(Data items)
^^^^

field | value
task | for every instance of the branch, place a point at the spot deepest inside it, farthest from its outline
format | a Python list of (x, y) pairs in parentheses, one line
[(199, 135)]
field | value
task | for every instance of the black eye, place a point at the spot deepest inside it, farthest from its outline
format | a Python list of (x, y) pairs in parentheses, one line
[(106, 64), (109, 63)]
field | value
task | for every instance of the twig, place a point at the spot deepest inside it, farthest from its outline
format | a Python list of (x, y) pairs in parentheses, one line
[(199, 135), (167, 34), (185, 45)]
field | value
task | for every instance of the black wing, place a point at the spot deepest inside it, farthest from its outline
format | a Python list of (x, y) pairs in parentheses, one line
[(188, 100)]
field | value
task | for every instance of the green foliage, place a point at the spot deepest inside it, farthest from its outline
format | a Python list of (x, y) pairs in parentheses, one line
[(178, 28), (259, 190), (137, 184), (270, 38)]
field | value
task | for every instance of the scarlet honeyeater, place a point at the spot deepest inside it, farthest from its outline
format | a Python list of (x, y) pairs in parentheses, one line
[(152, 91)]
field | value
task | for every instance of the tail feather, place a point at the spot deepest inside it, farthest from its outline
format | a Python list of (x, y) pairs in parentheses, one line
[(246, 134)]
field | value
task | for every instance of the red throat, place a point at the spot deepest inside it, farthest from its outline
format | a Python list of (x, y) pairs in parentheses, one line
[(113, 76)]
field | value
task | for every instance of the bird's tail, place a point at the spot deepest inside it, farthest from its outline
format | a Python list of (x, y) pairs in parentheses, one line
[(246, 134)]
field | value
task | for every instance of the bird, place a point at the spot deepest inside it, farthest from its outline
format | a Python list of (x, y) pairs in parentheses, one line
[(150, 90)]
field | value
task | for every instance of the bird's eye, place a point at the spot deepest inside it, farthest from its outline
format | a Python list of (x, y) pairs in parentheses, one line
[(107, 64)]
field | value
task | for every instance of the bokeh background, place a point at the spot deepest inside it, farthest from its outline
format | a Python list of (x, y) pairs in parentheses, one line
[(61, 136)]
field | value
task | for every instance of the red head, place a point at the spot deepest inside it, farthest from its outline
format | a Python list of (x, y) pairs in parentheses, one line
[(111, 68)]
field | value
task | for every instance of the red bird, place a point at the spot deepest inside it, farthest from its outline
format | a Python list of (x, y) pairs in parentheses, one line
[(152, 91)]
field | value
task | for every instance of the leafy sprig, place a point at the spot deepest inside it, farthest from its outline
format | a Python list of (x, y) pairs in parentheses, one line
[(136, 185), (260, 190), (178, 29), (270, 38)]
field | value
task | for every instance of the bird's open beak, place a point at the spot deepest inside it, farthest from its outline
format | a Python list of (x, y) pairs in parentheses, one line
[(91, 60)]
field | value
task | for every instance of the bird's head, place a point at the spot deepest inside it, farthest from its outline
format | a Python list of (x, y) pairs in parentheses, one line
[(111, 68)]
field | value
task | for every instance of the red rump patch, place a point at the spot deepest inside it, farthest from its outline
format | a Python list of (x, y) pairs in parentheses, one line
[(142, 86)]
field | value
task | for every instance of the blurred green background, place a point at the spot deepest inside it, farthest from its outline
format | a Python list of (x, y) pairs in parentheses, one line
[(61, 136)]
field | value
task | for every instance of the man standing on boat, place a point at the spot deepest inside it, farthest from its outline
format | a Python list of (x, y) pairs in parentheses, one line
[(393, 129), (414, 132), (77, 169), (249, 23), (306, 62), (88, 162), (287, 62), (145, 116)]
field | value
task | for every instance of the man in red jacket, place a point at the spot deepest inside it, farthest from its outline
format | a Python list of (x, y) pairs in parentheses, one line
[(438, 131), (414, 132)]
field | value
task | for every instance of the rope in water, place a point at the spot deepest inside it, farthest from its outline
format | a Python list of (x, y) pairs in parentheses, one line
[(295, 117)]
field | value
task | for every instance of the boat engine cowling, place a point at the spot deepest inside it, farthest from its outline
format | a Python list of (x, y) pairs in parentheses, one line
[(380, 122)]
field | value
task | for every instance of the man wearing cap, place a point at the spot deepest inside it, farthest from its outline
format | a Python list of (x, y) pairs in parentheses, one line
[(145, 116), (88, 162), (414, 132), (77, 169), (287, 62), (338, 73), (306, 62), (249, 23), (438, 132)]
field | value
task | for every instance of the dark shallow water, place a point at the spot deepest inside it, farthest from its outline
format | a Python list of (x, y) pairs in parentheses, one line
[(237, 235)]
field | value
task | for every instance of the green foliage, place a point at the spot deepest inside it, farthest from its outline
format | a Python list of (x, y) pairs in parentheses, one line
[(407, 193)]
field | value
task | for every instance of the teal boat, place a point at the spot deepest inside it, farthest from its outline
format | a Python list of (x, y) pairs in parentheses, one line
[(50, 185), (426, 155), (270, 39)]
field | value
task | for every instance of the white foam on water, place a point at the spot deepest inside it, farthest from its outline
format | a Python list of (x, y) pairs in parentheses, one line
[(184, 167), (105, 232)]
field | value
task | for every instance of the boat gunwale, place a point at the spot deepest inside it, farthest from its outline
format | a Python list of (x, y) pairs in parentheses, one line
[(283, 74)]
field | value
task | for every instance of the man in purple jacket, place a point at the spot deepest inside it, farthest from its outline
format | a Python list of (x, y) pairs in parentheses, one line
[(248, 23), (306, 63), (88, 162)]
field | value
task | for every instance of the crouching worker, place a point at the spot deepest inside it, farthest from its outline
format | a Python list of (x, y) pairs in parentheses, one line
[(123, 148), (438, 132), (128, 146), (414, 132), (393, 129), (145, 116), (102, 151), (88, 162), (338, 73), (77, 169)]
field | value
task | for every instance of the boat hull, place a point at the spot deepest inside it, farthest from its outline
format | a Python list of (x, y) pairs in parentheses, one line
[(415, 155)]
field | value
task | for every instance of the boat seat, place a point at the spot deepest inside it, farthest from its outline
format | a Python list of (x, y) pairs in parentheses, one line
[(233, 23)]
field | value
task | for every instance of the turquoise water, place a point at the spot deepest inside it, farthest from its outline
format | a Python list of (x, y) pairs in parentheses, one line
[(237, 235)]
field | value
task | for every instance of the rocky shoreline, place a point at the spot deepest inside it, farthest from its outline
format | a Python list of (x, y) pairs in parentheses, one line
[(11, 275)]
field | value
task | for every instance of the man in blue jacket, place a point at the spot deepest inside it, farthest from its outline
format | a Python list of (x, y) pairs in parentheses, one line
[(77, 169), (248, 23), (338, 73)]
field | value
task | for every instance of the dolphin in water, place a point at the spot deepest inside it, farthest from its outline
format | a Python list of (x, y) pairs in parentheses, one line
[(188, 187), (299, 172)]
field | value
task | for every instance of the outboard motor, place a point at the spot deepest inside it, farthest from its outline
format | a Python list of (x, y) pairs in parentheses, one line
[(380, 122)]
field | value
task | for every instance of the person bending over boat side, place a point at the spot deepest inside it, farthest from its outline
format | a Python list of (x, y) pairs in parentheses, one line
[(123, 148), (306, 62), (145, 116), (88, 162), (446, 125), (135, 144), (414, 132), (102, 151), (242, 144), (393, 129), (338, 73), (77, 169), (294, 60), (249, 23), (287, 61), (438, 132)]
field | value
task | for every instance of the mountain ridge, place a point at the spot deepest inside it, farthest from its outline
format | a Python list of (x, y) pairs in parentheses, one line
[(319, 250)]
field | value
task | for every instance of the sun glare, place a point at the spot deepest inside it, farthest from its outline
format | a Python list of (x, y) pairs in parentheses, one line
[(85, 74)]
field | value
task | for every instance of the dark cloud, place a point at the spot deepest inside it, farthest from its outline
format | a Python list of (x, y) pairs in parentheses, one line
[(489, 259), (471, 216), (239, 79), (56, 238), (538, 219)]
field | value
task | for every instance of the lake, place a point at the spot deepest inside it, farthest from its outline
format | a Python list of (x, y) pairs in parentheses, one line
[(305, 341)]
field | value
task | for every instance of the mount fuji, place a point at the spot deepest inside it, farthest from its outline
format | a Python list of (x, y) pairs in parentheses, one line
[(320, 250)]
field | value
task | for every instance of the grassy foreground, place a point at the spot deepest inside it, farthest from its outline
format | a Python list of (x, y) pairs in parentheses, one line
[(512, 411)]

^^^^

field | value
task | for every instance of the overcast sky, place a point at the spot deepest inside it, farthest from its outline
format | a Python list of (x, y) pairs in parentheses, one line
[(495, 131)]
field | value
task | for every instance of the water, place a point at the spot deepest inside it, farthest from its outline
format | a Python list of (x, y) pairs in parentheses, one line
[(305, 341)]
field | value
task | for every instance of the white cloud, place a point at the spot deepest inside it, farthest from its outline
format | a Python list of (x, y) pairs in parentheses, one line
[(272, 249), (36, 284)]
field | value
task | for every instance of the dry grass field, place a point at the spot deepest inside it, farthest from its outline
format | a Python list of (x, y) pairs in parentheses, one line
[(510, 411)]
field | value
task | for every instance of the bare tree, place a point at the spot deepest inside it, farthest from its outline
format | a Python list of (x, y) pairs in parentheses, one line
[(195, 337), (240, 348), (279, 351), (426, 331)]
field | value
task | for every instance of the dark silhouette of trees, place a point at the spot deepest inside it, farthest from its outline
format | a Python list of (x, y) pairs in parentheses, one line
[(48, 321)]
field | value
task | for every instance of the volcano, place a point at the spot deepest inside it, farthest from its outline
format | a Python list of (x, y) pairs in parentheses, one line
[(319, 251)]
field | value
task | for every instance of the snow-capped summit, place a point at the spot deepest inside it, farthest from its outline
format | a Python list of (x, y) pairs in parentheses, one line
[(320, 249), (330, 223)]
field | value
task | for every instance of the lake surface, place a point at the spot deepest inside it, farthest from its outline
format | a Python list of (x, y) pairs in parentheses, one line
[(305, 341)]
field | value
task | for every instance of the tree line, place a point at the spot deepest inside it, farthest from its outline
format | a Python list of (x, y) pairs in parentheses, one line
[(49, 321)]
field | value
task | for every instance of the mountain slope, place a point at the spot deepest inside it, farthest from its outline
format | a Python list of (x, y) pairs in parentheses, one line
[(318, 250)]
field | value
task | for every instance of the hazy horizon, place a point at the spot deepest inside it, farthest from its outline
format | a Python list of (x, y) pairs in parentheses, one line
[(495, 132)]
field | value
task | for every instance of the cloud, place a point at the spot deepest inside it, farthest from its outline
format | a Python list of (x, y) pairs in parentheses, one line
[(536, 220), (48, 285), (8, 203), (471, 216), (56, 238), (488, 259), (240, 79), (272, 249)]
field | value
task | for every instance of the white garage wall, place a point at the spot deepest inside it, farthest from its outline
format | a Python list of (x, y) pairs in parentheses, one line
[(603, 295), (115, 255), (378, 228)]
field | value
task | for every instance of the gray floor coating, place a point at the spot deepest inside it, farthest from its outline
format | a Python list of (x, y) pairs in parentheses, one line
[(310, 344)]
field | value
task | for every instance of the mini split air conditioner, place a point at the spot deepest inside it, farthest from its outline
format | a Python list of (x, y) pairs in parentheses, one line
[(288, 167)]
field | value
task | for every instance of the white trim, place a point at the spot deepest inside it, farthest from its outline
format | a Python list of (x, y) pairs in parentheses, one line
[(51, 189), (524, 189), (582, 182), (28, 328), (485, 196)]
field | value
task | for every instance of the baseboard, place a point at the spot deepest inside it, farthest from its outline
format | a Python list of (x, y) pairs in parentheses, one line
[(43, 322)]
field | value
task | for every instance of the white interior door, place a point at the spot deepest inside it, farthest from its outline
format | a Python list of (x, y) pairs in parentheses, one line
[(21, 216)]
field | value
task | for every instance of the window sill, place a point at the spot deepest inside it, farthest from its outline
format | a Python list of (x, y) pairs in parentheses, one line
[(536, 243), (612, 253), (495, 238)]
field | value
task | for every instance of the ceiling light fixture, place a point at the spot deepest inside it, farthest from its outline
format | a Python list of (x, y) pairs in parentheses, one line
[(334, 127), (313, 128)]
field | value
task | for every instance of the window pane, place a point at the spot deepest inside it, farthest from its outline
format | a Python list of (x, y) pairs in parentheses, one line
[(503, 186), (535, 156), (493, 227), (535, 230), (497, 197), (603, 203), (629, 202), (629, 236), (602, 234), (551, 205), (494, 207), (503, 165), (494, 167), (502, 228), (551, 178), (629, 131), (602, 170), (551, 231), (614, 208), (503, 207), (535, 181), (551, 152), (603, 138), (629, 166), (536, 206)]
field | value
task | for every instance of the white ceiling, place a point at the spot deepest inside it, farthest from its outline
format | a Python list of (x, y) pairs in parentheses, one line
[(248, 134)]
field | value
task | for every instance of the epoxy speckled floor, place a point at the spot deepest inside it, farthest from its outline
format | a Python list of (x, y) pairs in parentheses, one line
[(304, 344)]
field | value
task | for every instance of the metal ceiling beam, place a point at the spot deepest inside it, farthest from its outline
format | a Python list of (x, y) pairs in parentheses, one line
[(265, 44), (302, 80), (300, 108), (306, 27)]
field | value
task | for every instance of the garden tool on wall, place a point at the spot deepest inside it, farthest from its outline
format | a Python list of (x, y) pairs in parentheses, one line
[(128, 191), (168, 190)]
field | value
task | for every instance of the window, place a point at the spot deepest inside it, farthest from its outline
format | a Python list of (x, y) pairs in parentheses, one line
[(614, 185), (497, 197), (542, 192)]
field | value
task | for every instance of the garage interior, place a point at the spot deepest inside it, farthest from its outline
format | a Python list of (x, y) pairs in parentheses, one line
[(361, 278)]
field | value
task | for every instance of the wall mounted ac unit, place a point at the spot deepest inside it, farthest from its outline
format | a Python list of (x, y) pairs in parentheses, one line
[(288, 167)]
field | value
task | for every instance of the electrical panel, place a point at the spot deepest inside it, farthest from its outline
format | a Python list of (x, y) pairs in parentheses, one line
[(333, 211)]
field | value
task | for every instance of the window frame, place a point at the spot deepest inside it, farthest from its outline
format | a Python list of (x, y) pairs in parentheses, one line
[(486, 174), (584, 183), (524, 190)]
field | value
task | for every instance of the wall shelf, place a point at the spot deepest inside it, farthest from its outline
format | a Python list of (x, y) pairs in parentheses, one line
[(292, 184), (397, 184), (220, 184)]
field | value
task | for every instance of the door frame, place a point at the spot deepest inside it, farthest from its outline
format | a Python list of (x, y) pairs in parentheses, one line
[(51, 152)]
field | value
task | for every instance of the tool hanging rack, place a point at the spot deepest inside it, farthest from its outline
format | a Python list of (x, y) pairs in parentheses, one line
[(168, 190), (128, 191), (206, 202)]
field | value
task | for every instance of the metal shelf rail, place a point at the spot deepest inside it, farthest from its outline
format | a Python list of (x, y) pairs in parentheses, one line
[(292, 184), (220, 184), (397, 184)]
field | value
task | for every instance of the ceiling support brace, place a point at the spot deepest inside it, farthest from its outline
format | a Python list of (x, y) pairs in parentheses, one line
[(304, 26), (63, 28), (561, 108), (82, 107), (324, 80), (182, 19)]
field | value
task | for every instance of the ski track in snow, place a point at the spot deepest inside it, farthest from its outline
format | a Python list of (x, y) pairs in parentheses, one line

^^^^

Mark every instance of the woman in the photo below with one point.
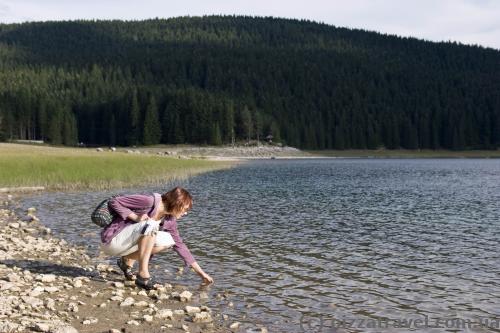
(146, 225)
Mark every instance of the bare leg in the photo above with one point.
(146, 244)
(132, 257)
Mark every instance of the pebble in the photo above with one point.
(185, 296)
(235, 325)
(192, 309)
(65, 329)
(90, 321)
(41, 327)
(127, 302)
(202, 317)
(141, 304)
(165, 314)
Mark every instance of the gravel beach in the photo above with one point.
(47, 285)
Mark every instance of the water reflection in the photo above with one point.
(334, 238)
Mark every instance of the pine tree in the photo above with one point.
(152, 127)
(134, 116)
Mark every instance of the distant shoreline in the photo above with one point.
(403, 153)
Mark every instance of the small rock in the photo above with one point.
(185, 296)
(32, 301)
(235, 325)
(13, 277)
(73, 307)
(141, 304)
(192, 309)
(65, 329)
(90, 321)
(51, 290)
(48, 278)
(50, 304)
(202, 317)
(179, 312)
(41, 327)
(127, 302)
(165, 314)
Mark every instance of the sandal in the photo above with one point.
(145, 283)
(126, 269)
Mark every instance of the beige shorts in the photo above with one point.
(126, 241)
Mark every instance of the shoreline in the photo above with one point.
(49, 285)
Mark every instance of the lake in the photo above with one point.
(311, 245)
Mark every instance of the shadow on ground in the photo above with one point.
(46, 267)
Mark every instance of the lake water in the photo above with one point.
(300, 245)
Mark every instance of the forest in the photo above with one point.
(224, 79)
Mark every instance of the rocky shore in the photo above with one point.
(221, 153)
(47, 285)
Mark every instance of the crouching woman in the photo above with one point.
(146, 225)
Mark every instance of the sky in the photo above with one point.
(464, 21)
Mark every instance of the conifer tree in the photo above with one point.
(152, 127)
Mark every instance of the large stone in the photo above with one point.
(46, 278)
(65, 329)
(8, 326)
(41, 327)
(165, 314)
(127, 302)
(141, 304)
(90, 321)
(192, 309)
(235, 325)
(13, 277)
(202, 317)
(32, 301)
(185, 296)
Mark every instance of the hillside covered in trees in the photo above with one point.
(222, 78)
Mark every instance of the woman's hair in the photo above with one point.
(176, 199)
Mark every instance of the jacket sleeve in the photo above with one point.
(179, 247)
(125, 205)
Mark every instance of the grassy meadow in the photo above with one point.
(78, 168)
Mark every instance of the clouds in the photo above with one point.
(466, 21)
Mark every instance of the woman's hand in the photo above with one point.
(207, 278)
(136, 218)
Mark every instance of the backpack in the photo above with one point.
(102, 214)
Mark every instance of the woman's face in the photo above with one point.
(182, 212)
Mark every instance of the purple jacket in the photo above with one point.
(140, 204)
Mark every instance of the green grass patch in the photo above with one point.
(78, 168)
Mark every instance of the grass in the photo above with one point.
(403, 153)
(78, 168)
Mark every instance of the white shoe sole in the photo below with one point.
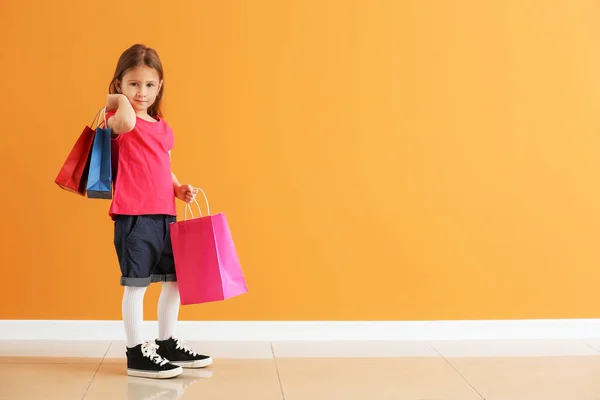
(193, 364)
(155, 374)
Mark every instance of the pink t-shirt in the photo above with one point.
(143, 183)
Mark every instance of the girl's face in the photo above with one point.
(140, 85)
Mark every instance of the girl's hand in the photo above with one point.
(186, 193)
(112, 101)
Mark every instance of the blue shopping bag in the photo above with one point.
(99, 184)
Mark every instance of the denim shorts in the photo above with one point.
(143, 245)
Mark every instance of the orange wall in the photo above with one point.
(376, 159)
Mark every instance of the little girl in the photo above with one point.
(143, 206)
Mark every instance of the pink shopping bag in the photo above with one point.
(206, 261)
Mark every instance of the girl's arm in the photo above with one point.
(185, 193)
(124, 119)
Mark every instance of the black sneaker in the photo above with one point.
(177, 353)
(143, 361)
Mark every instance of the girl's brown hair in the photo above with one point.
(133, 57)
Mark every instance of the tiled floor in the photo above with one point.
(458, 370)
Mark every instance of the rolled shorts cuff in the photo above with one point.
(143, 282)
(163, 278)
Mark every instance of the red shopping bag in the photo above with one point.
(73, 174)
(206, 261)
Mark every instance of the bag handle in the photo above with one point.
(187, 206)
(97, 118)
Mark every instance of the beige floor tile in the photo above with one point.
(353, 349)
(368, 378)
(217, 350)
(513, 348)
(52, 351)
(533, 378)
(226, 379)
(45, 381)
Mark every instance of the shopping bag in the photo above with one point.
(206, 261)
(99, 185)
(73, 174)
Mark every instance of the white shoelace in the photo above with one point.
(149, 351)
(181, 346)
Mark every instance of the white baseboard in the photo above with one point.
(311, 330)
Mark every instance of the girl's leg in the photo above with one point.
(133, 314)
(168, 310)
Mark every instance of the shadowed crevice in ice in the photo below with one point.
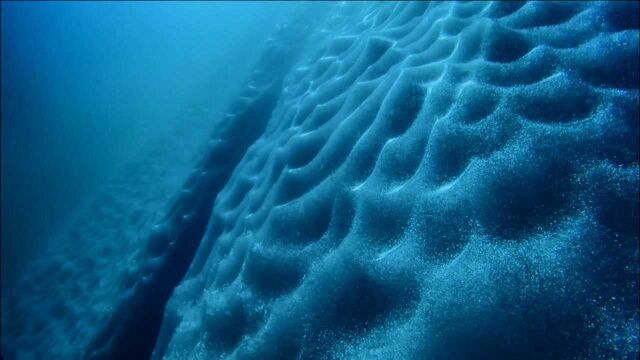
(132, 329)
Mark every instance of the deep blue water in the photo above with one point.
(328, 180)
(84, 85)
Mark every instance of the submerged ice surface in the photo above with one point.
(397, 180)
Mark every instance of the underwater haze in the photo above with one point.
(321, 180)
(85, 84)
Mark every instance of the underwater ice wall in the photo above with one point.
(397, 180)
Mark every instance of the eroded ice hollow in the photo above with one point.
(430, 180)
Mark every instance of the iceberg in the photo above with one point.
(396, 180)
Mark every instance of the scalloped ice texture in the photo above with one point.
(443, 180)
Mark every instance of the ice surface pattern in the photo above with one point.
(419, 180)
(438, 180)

^^^^

Only lines that include "shelf" belong in the answer; return them from the entries above.

task | for every instance of the wall shelf, place a point at the spot deepest inside it, farthest from its outline
task | for every instance of the metal shelf rail, place a point at the spot deepest inside it, farthest from its outline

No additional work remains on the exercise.